Provided information section start

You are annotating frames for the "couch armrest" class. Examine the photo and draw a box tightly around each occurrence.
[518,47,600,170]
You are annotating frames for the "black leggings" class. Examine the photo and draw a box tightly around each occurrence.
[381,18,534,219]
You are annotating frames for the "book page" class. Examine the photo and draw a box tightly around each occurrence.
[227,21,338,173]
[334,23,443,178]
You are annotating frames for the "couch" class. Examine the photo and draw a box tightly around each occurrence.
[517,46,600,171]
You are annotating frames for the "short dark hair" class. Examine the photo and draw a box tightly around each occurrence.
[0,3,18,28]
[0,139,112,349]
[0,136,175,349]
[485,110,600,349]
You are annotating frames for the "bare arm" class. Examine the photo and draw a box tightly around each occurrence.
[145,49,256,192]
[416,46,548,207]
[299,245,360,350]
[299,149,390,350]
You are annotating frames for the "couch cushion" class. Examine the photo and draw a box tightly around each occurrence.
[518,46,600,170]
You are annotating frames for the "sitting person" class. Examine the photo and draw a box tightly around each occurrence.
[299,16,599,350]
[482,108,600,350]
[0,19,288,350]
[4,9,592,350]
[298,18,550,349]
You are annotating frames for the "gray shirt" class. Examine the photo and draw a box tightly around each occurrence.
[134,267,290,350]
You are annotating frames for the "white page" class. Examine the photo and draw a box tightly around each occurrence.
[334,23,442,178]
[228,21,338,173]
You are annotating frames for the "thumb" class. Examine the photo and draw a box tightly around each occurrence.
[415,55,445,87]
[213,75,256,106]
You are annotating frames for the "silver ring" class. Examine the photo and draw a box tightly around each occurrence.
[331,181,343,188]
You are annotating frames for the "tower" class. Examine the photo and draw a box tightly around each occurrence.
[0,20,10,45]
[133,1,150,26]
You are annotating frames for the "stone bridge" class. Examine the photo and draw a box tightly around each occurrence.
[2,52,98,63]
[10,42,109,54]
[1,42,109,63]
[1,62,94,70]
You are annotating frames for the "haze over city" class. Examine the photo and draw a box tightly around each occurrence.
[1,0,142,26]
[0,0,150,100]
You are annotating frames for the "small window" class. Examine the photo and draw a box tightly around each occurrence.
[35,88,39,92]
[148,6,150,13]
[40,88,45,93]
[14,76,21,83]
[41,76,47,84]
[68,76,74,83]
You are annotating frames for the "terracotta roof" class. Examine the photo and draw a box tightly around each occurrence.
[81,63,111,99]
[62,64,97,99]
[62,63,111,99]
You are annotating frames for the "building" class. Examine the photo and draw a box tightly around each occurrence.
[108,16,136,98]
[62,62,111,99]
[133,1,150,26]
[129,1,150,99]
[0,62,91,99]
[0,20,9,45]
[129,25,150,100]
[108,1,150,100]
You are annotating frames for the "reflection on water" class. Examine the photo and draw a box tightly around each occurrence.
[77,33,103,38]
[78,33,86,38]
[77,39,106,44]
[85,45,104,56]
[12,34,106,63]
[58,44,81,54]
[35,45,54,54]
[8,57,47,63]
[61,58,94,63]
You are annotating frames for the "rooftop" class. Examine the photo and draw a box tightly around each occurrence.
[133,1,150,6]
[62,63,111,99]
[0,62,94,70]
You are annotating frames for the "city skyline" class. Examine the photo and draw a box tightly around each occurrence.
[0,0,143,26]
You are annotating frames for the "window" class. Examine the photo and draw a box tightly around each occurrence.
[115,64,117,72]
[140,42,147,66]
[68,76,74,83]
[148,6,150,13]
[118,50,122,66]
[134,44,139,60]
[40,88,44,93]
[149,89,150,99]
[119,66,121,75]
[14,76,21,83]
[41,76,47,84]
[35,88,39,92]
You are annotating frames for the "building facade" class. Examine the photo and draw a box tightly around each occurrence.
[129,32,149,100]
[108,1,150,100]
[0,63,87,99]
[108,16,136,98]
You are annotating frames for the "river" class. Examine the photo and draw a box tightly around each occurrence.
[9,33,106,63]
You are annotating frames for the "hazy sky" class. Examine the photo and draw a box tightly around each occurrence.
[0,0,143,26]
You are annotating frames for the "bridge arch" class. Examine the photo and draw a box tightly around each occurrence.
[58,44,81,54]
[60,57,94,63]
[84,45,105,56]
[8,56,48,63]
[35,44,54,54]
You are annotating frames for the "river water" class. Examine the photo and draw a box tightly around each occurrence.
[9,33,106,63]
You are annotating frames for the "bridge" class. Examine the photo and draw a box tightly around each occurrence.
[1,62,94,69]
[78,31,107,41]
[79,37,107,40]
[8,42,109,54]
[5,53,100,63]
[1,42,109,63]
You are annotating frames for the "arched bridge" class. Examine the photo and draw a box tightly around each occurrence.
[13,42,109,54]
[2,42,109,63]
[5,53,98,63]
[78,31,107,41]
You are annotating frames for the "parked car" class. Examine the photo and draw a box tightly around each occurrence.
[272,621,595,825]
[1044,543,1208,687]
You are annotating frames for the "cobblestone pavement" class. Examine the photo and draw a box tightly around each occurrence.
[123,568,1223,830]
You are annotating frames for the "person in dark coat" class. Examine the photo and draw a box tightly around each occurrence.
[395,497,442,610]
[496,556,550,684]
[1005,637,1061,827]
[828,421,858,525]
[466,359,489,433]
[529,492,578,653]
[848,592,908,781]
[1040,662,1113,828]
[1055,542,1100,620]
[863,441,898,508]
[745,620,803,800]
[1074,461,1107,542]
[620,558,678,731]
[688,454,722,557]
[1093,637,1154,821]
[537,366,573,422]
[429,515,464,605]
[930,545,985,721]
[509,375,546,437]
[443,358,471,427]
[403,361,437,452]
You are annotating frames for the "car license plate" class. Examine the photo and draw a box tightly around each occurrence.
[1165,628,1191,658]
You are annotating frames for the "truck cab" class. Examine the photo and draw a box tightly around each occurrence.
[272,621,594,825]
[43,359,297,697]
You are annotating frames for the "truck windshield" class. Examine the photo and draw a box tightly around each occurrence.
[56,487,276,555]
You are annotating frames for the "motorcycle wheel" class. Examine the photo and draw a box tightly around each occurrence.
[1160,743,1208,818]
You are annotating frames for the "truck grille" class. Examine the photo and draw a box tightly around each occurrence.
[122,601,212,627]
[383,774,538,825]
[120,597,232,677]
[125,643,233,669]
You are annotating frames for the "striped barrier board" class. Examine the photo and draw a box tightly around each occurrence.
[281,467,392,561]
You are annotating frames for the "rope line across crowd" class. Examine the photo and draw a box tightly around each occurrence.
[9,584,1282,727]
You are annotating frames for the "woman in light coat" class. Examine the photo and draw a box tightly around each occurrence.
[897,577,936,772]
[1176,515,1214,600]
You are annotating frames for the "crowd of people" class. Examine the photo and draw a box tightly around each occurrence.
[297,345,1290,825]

Provided information section end

(Task statement): Repeat the listing exactly, leaving nothing out.

(Your solution):
You are annotating frames for the "couch armrest" class. Examine the photo and draw a box tightly around each occurrence.
[518,47,600,170]
You are annotating frames for the "black leggings" class. Examine the photo and draw a box tightly around each occurrence.
[381,18,534,219]
You are annotating frames for the "book page" class. Examine the photo and draw a box tightly around each occurrence.
[227,21,338,173]
[334,23,443,178]
You are annotating frames for the "couch" class. Examine the photo and draw a box tightly around each occurrence.
[517,46,600,171]
You are annotating frames for the "short dark hair" class. Examine the photo and draw a box tightly around each occurrence.
[0,3,18,28]
[0,139,112,349]
[0,136,175,349]
[485,110,600,349]
You are annotating frames for the "bare arm" class. Examine the photo and draw a box tightly around each occurrence.
[145,49,256,192]
[416,46,548,207]
[299,245,360,350]
[299,149,390,350]
You are annotating frames for the "couch cushion" class. Examine the photo and draw a box tightly around each occurrence.
[518,46,600,170]
You are annotating frames for the "sitting person" class. Examine the photo and draw a box tightly around each occurrence.
[299,16,599,350]
[482,108,600,350]
[0,19,288,350]
[4,9,592,350]
[298,18,550,349]
You are annotating frames for the "gray shirt" class. Examine the photo and draw a box tightly around each occurrence.
[134,267,290,350]
You are annotating frames for the "white page" class. Examine the photo and draw a box tightly around each occurrence.
[334,23,442,178]
[228,21,338,173]
You are annotating frames for the "thumb" class. Examine the photo and draw a box tightly around each occurrence.
[415,55,445,87]
[213,75,256,106]
You are annotating frames for the "silver ring" class. Examine the photo and draw a box tightly around each occurrence.
[331,181,343,188]
You are annotating frames for the "tower" class. Examine the photo and draw a box tightly around each occurrence.
[0,20,10,45]
[133,1,150,26]
You are annotating frames for the "stone bridge" class. Examine the photo and draw a box tightly around each occurrence.
[2,52,98,63]
[10,42,109,54]
[1,42,109,63]
[1,62,94,70]
You are annotating frames for the "haze over city" class. Examine the photo and draw a box tightly around each occurrence.
[1,0,142,26]
[0,0,150,100]
You are annotating frames for the "small window" class. Examine the photo and draw a box tightly around each occurrence.
[35,88,39,92]
[148,6,150,13]
[40,88,45,93]
[14,76,21,83]
[41,76,47,84]
[68,76,74,83]
You are annotating frames for the "terracotta roof" class. Examine the photo and draw a box tightly around each occurrence.
[81,63,111,99]
[62,64,97,99]
[62,63,111,99]
You are annotating frames for the "building" class. Examine the photo and draw a box tightly around each occurrence.
[108,16,136,98]
[62,62,111,99]
[133,1,150,26]
[129,1,150,99]
[0,62,91,99]
[0,20,9,45]
[129,25,150,100]
[108,1,150,100]
You are annotating frames for the "reflection on water" class. Examine the photo and draw a box tightly around each occurrence.
[77,33,103,38]
[78,33,86,38]
[77,39,106,44]
[85,45,104,56]
[12,34,106,63]
[58,44,81,54]
[35,45,54,54]
[8,57,47,63]
[61,58,94,63]
You are annotating frames for the "rooftop" class. Examine the photo and draw a box tightly around each occurrence.
[133,1,150,6]
[62,63,111,99]
[0,62,94,70]
You are annotating frames for the "city skyline" class. Examine the photo and draw a box tightly around each occurrence.
[0,0,143,26]
You are annotating frames for the "window" class. Examine the photo and draw a box tightly around each occurrence.
[115,64,117,72]
[140,42,147,66]
[68,76,74,83]
[148,6,150,13]
[118,50,122,66]
[134,44,139,60]
[40,88,44,93]
[149,89,150,99]
[119,66,121,75]
[14,76,21,83]
[41,76,47,84]
[35,88,39,92]
You are annotating frames for the "building facade" class. Examine the photo and draw a box tightly around each occurrence.
[129,32,149,100]
[108,1,150,100]
[0,63,87,99]
[108,16,136,98]
You are annotating frames for the "river" class. Examine the photo and draw a box tightly around each occurrence.
[9,33,106,63]
You are annotating frames for the "hazy sky" class. Examine the photo and draw a box tightly around each occurrence.
[0,0,143,26]
You are annotating frames for the "bridge arch" class. Examine the photo and draw a box tightly around each occurrence.
[58,44,81,54]
[60,57,94,63]
[84,45,105,56]
[8,56,48,63]
[35,44,54,54]
You are annotating frames for the "river water" class. Examine the photo and draw a box tightly around each occurrence.
[9,33,106,63]
You are annotating frames for the "bridge" class. Examine the photo and draw a box tightly around each occurrence.
[1,62,94,69]
[78,31,107,41]
[79,37,107,40]
[8,42,109,54]
[5,53,100,63]
[1,42,109,63]
You are annotating frames for the "arched bridge" class. Examine the photo and draw a box tightly around each occurrence.
[13,42,109,54]
[2,42,109,63]
[5,53,98,63]
[78,31,107,41]
You are annotating frames for the "parked car" class. Examine the photo and draw a box tightly around each occurrence.
[272,621,595,825]
[1044,543,1208,687]
You are annotating frames for the "cobblestone pavement" class. Examine the photo and draw a box tightly around each occurrence.
[123,568,1223,830]
You are annotating frames for the "person in dark coat" class. Examine the photo and draw a box tightly around each occurrence.
[395,497,442,610]
[496,556,550,684]
[1005,637,1061,827]
[828,421,858,525]
[466,359,489,433]
[529,492,578,653]
[848,592,908,781]
[1040,662,1113,828]
[1055,542,1100,620]
[863,441,898,508]
[745,620,803,800]
[1074,461,1107,542]
[620,558,678,731]
[688,454,722,557]
[1093,637,1154,821]
[537,366,573,422]
[429,515,464,605]
[930,545,985,721]
[509,375,546,437]
[443,358,471,427]
[403,361,437,452]
You are annotating frames for the "car license plate" class. Examine the photo and draw a box tightly around each occurrence.
[1165,628,1191,658]
You are annotating frames for the "truck cab" class. Examine the photo and draw a box tightly around each occurrence.
[272,621,594,825]
[43,359,297,697]
You are annotating frames for the "truck windshield" class. Examine the photo and draw a box tightly around each occurrence.
[56,487,276,555]
You are annotating frames for the "motorcycle wheel" class. Examine the photo and draw a box tightly around each occurrence.
[1160,743,1208,818]
You are annotating frames for the "truck grille" class. Examine the photo and draw a box tightly around each occurrence.
[122,601,212,627]
[383,774,538,825]
[120,597,232,677]
[125,643,233,669]
You are annotating frames for the "striped barrier board" class. Examine the photo and draw a box tightly around each occurrence.
[281,467,392,561]
You are annotating frames for the "rope line across crowd" class. Examine the photo and draw a box tightly around each occurrence.
[9,584,1282,727]
You are annotating frames for the "woman in light coat" class. Examine the photo and draw a box tightly around each occurrence.
[897,577,936,772]
[1176,515,1214,600]
You are annotating frames for the "crowd of people" class. Examine the photo and draw a box tightly around each occurrence.
[297,345,1290,825]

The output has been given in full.